## [Exercise]
Show only those lines of the entries where the string "stubble" is found.

Dataset records
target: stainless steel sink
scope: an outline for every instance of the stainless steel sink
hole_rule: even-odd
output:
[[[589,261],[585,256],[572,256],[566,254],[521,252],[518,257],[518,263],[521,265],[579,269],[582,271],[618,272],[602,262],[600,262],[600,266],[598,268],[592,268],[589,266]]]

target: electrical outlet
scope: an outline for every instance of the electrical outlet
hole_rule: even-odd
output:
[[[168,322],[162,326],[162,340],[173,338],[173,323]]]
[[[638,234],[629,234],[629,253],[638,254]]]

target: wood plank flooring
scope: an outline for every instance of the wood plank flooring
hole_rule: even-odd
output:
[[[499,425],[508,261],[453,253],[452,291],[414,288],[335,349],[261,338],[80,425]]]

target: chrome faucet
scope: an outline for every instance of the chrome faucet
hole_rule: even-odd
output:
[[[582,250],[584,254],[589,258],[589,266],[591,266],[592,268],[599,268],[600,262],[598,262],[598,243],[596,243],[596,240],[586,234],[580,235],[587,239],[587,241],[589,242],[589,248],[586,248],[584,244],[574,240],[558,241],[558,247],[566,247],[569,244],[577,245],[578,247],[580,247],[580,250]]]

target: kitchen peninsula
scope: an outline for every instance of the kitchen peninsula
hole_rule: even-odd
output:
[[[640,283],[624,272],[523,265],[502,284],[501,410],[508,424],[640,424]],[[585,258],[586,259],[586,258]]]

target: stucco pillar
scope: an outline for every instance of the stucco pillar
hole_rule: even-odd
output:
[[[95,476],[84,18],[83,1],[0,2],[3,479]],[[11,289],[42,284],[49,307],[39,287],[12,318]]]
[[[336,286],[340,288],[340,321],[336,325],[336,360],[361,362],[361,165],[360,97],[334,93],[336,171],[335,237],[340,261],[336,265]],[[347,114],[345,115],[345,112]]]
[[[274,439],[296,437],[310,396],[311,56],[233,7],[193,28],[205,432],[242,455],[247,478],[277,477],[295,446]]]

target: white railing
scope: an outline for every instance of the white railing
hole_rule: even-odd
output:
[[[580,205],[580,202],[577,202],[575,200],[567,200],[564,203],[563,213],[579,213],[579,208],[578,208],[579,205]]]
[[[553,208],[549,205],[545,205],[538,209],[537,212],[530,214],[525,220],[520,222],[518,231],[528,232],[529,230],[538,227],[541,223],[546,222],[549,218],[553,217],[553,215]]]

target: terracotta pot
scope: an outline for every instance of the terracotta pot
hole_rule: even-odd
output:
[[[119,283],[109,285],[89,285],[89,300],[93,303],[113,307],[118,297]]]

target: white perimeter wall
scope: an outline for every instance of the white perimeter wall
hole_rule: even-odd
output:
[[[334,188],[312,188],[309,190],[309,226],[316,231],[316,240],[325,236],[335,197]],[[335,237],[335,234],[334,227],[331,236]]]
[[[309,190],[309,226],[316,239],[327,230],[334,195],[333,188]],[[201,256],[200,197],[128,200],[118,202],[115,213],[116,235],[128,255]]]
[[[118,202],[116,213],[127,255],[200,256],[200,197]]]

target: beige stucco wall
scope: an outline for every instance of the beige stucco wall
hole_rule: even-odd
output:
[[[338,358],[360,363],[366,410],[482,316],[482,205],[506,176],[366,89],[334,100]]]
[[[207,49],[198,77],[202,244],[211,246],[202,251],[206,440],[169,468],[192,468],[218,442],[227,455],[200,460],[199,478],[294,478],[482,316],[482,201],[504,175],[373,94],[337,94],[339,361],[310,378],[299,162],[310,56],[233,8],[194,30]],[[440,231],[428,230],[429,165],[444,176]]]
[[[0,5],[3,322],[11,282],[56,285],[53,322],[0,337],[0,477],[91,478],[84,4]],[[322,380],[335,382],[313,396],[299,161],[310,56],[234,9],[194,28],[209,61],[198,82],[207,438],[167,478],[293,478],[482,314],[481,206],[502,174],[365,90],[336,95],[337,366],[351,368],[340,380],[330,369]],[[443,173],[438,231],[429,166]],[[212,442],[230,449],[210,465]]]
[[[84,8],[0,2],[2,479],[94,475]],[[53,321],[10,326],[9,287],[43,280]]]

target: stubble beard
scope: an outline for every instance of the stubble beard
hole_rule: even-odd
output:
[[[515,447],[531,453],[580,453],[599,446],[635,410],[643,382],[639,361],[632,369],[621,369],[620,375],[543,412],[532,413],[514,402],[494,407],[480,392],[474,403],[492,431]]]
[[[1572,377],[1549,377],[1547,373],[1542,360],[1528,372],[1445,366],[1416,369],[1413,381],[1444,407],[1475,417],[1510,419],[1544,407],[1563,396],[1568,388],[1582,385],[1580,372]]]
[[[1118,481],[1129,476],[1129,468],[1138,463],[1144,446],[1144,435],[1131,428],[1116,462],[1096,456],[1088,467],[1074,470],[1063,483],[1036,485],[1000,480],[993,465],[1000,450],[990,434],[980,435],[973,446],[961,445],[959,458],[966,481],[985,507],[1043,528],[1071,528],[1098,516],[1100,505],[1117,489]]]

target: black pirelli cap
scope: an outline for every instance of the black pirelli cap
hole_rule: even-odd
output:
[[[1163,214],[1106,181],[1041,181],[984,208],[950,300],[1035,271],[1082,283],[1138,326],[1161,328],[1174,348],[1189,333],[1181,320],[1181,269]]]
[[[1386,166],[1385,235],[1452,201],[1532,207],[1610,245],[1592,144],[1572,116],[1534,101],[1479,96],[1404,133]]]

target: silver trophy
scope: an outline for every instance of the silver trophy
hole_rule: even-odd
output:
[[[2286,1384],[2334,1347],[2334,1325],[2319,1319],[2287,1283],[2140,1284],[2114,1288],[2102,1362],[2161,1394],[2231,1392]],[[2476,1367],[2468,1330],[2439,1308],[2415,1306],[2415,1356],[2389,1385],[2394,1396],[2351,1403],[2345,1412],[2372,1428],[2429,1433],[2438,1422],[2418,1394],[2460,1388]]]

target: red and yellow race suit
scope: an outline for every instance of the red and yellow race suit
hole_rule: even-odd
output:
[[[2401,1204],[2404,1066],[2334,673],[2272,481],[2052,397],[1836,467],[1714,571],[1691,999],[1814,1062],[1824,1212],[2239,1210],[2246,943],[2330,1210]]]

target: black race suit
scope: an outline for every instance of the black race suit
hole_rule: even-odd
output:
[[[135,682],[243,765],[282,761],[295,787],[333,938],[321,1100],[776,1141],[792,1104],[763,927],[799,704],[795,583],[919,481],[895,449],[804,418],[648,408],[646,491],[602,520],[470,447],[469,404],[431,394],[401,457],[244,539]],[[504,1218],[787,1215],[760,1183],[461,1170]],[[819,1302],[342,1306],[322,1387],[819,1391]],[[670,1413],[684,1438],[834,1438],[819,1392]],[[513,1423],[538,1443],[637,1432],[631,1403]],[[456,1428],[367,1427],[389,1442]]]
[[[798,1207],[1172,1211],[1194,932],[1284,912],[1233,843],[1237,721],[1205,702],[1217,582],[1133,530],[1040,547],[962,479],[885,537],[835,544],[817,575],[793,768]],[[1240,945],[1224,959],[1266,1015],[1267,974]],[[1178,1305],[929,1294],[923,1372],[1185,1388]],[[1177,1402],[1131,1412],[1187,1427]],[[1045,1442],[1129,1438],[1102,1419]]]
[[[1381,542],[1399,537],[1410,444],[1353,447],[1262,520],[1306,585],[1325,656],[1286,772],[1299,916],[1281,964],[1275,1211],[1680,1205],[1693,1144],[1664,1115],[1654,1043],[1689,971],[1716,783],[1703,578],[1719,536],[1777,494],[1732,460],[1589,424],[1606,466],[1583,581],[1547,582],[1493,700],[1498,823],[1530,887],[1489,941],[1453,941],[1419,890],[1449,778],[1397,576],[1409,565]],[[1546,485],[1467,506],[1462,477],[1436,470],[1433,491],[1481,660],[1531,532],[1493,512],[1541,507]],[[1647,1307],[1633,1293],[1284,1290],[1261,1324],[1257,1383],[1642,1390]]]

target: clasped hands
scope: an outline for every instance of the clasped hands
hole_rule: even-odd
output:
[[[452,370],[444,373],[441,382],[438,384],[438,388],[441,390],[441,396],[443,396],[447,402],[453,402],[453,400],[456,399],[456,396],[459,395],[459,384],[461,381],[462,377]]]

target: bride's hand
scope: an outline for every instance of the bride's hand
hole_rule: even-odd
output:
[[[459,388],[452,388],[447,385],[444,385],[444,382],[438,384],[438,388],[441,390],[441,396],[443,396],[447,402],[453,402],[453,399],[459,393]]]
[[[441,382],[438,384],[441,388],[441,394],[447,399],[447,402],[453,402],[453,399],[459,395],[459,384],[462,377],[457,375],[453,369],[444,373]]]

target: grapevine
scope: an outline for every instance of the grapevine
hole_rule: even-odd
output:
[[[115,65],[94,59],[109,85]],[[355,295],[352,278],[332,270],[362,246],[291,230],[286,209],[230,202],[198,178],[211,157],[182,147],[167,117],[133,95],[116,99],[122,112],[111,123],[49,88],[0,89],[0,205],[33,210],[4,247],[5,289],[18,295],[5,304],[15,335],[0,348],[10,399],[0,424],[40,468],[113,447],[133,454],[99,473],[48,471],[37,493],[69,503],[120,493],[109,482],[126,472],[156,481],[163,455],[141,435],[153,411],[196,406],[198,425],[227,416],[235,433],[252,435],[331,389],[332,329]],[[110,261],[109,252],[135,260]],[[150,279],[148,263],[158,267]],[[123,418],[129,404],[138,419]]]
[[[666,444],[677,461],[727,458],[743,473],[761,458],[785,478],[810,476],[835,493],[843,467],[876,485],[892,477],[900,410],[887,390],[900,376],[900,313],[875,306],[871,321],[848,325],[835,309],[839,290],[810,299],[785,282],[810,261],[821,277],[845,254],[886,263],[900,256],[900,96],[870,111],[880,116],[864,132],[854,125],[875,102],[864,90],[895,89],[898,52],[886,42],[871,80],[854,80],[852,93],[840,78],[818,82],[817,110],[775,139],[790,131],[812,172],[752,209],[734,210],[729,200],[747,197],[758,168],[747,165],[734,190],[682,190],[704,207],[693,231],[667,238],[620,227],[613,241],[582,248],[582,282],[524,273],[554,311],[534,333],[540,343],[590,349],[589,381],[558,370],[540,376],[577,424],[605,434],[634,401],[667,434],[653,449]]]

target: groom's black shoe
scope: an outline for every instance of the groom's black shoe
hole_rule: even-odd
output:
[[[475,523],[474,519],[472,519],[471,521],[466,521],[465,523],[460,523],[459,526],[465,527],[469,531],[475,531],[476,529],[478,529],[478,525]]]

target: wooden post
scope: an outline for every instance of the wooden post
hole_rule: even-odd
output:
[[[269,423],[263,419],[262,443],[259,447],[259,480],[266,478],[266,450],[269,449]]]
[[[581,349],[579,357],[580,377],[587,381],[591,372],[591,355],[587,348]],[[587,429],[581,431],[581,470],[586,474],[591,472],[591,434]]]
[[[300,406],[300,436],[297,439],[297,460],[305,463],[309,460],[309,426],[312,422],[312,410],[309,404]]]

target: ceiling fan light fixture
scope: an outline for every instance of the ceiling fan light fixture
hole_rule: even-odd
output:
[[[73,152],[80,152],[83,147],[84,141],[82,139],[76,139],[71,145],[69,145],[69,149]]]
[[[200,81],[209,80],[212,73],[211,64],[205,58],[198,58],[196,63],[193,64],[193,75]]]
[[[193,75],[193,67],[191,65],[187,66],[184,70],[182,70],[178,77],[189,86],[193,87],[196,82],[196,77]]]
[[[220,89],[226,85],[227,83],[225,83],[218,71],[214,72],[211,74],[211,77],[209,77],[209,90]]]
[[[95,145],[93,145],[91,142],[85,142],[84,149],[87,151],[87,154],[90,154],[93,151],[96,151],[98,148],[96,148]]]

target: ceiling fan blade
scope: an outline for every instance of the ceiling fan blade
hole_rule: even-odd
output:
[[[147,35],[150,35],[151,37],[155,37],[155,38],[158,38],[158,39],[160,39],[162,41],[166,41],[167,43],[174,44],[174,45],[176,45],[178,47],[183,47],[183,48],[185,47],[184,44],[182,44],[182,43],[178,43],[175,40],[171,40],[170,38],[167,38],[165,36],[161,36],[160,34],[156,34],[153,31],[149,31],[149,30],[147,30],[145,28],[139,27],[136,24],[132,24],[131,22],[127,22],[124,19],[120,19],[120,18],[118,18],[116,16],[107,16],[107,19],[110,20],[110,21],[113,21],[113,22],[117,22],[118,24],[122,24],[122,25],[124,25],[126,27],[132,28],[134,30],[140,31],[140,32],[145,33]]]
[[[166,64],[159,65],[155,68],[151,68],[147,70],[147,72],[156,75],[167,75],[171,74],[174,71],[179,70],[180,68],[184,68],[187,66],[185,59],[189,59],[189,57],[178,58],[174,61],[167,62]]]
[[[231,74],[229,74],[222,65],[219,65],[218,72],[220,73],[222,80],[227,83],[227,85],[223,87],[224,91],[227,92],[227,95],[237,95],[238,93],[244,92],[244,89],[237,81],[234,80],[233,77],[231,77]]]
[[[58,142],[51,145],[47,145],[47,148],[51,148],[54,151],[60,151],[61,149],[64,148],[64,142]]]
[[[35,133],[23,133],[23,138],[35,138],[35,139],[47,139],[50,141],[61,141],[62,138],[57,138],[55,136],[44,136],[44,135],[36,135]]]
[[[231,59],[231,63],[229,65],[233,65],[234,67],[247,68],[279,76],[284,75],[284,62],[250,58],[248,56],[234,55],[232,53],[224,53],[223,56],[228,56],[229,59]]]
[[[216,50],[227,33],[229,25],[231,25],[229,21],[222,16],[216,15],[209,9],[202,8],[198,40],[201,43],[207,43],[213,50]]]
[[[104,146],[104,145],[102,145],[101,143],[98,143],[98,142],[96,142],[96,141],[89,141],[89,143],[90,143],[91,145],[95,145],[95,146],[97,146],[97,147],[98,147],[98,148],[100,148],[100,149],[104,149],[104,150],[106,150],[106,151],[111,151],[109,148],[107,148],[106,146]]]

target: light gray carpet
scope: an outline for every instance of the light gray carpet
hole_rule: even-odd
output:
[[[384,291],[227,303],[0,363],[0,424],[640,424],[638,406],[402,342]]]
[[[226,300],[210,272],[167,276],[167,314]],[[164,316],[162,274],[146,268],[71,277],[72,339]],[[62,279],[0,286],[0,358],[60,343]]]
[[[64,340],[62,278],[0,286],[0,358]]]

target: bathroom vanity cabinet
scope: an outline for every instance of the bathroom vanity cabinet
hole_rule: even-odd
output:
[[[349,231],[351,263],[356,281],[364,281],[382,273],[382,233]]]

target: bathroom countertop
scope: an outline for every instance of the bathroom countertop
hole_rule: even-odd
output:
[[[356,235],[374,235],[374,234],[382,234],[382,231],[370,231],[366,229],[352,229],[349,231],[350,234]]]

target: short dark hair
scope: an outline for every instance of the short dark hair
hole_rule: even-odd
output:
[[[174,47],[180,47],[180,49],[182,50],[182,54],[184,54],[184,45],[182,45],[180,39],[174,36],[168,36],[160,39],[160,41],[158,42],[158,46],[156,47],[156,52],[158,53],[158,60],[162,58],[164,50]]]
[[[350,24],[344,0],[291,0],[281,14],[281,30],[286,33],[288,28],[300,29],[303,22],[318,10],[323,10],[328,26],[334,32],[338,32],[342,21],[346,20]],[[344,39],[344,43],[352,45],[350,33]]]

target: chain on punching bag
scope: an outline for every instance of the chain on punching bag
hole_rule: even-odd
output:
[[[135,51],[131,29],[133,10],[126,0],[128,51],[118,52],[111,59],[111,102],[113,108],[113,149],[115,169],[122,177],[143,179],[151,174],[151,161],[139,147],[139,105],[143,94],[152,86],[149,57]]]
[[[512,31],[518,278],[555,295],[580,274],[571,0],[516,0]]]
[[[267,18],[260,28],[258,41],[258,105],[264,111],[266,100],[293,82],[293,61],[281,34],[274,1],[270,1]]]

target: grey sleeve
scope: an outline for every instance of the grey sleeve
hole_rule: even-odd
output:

## [Reply to the exercise]
target: stubble beard
scope: an outline for every instance of the stubble beard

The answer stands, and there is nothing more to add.